◆ **Object position labeling entries**:
___
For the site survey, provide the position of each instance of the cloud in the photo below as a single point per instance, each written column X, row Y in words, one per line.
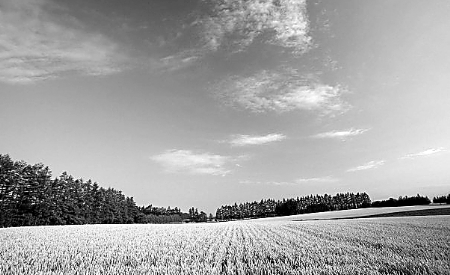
column 425, row 153
column 195, row 163
column 327, row 179
column 341, row 134
column 237, row 23
column 281, row 91
column 369, row 165
column 37, row 44
column 244, row 140
column 233, row 25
___
◆ **PROBLEM TO WORK ON**:
Change "site survey" to "field report" throughout the data above, leaving everything else as it is, and write out all of the data again without the pictures.

◆ **SOLUTION TO THE PROBLEM**:
For the field report, provide the position of each instance of the cloud in the photo below as a single point per instance, each written column X, row Y in words, one per line.
column 425, row 153
column 195, row 163
column 327, row 179
column 341, row 134
column 237, row 23
column 281, row 91
column 369, row 165
column 37, row 44
column 244, row 140
column 233, row 25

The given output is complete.